Information provided:
··········
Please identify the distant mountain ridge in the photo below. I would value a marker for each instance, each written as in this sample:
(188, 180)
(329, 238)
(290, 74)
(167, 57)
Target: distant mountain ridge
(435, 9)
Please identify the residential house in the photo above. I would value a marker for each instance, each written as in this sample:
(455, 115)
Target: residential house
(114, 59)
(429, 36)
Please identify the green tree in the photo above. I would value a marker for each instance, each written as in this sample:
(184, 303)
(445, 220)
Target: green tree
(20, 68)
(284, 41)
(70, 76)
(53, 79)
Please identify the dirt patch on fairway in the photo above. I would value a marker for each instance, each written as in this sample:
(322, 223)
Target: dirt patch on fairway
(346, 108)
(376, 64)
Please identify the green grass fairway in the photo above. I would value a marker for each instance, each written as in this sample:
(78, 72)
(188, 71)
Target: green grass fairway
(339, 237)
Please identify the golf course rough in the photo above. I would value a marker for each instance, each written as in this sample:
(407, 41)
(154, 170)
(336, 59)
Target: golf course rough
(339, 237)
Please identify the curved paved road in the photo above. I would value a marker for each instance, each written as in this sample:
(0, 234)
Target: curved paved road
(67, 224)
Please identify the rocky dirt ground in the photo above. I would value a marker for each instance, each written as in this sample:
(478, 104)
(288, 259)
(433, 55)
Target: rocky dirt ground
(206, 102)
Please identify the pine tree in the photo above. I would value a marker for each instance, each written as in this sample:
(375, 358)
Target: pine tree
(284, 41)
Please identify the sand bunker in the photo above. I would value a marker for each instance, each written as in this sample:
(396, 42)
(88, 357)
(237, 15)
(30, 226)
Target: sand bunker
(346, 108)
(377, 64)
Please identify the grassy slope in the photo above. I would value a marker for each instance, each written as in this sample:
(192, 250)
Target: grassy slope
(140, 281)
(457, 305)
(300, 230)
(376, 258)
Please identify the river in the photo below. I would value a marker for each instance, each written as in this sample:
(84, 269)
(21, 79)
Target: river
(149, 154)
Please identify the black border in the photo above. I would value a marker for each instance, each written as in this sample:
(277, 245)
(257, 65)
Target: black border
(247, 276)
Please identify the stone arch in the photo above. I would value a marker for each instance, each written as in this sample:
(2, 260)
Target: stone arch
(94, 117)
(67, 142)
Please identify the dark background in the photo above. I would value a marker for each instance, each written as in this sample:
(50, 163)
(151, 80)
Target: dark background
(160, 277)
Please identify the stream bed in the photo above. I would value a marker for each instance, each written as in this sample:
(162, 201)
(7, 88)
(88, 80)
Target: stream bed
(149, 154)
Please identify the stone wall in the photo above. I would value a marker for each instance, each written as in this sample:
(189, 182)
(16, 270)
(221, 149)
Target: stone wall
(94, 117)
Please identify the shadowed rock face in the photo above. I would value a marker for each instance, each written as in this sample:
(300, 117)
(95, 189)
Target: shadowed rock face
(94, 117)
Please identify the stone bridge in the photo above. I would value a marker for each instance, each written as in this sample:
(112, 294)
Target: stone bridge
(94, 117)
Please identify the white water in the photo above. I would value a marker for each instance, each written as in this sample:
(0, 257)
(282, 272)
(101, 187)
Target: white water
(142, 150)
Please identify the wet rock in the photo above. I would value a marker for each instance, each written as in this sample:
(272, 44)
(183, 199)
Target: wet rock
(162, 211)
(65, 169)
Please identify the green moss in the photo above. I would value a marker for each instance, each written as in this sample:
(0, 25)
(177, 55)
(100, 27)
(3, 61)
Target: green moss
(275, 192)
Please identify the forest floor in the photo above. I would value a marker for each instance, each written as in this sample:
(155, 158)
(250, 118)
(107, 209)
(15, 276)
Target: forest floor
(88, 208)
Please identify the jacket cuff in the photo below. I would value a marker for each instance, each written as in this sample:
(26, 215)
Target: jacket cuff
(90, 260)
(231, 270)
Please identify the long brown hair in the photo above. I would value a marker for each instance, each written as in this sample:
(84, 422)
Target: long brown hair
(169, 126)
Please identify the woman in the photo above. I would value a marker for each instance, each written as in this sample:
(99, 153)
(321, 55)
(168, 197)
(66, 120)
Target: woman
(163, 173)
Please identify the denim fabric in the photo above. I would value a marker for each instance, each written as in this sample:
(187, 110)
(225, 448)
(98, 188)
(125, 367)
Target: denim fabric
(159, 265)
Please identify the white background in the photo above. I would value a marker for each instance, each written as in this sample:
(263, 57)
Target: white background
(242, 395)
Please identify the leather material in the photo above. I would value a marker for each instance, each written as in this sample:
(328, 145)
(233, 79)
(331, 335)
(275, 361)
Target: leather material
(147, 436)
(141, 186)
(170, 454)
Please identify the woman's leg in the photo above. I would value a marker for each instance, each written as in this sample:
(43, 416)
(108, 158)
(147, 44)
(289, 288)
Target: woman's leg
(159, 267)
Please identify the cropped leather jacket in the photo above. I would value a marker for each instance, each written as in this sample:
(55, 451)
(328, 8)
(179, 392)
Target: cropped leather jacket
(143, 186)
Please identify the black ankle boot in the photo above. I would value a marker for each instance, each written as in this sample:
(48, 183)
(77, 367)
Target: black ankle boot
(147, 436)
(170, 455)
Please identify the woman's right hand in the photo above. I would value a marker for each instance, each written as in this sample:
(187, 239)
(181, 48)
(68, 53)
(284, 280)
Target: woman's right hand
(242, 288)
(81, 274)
··········
Given task: Reproduce all of the data above line for line, without changing a single character.

Written response:
Please identify the distant mountain ridge in the photo below. I would value a marker for each instance, each written as in this sample:
(188, 180)
(329, 238)
(290, 74)
(167, 57)
Target: distant mountain ridge
(435, 9)
Please identify the residential house in the photo above. I would value a marker for each instance, each written as in this sample:
(455, 115)
Target: residential house
(114, 59)
(429, 36)
Please identify the green tree in the photo above. I would value a marker for each instance, each written as in this sample:
(184, 303)
(445, 220)
Target: green tree
(20, 68)
(284, 41)
(70, 76)
(53, 79)
Please identify the dirt patch on fairway in the photo above. I would value a marker for each instance, each written as in this sample:
(322, 223)
Target: dirt patch on fairway
(346, 108)
(376, 64)
Please identify the green grass fairway in the photo above. I would value a marker for each instance, each written as in this sample:
(78, 72)
(188, 71)
Target: green grass fairway
(339, 237)
Please identify the golf course rough in the photo above. I would value a marker for each instance, each written as in this sample:
(407, 41)
(154, 170)
(336, 59)
Target: golf course rough
(339, 237)
Please identify the curved paved road in the photo above. I would value a marker for each instance, each written as in this sample:
(0, 234)
Target: curved paved road
(67, 224)
Please identify the rocky dirt ground in the photo above. I would value a marker for each instance, each written as in this sample:
(478, 104)
(288, 259)
(433, 55)
Target: rocky dirt ground
(206, 102)
Please identify the pine tree in the photo above. I would value a marker for each instance, each written as in this sample:
(375, 358)
Target: pine tree
(284, 41)
Please identify the sand bunker in the photo above. I would value a marker for each instance, each written as in this sample:
(396, 42)
(88, 357)
(237, 15)
(30, 226)
Target: sand bunker
(346, 108)
(377, 64)
Please identify the grassy slope in the photo above. I would value a marker for each instance, each written as in this sample:
(192, 250)
Target: grassy slope
(140, 281)
(457, 305)
(300, 230)
(376, 258)
Please identify the river in the photo below. I would value a marker for each instance, each written as in this sample:
(84, 269)
(21, 79)
Target: river
(149, 154)
Please identify the black border in the photo above. I would value a marker for each instance, each written as in this sample:
(277, 245)
(257, 65)
Target: black border
(247, 276)
Please identify the stone arch in the photo above. I would value a marker for each instance, each written as in this sample:
(2, 260)
Target: stone arch
(94, 117)
(67, 142)
Please identify the dark background in the photo above. I would value a marker for each instance, each written as in this sample:
(50, 163)
(151, 80)
Target: dark background
(160, 277)
Please identify the stream bed in the photo above. I would value a marker for each instance, each written as in this sample:
(162, 201)
(7, 88)
(88, 80)
Target: stream bed
(149, 154)
Please identify the stone wall in the photo above. I would value a marker for each instance, each written as in this sample:
(189, 182)
(16, 270)
(221, 149)
Target: stone wall
(94, 117)
Please identify the shadowed rock face in the photo above. I would value a marker for each instance, each written as in this sample:
(300, 117)
(95, 189)
Target: shadowed rock face
(94, 117)
Please identify the stone bridge in the photo above. I would value a marker for each instance, each written as in this sample:
(112, 294)
Target: stone bridge
(94, 117)
Please identify the white water in the photo above. I would value a marker for each instance, each written as in this sample:
(0, 257)
(282, 272)
(101, 187)
Target: white water
(142, 150)
Please identify the wet rock in the photo above. I would value a marker for each instance, each written as in this sample:
(272, 44)
(183, 199)
Target: wet rock
(162, 211)
(65, 169)
Please identify the green moss in the photo above. I would value a marker for each instance, each written as in this sample:
(0, 25)
(177, 55)
(100, 27)
(3, 61)
Target: green moss
(275, 192)
Please identify the forest floor in the photo above. I would value a marker for each instance, each written as in this sample:
(155, 158)
(250, 118)
(107, 209)
(15, 276)
Target: forest floor
(88, 208)
Please identify the jacket cuff in the photo below. I would value a marker for each instance, each written as in this sample:
(26, 215)
Target: jacket cuff
(90, 260)
(231, 270)
Please identify the long brown hair in the photo above. I would value a marker for each instance, each written as in this sample:
(84, 422)
Target: long brown hair
(169, 126)
Please identify the woman in the photo above. I would value a marker for each instance, each written as in this sample:
(99, 153)
(321, 55)
(168, 197)
(66, 120)
Target: woman
(163, 173)
Please identify the denim fabric in the photo above. I would value a marker for each instance, each written as in this sample:
(187, 110)
(225, 448)
(98, 188)
(125, 367)
Target: denim fabric
(159, 265)
Please identify the white background in the photo above. I would value a marker for each instance, each written as in this sample:
(263, 57)
Target: white background
(242, 395)
Please identify the leather material in the photo above. I would value a marker for each instance, each written as in this sample:
(328, 145)
(233, 79)
(331, 335)
(275, 361)
Target: leather material
(147, 436)
(141, 186)
(170, 454)
Please identify the woman's leg in the photo above. I would value a marker for each instance, each written as in this sample:
(43, 416)
(108, 158)
(147, 44)
(289, 288)
Target: woman's leg
(159, 267)
Please identify the cropped leather jacket in the photo above. I would value a marker for each instance, each written as in this sample:
(55, 451)
(328, 8)
(179, 392)
Target: cropped leather jacket
(143, 186)
Please identify the black ankle boot in the photo above. I would value a marker for each instance, each written as in this sample:
(48, 183)
(77, 367)
Target: black ankle boot
(147, 436)
(170, 455)
Please identify the woman's right hand in the photo above. I would value a marker for each instance, each written as in this sample:
(187, 239)
(181, 48)
(68, 53)
(284, 280)
Target: woman's right hand
(242, 288)
(81, 274)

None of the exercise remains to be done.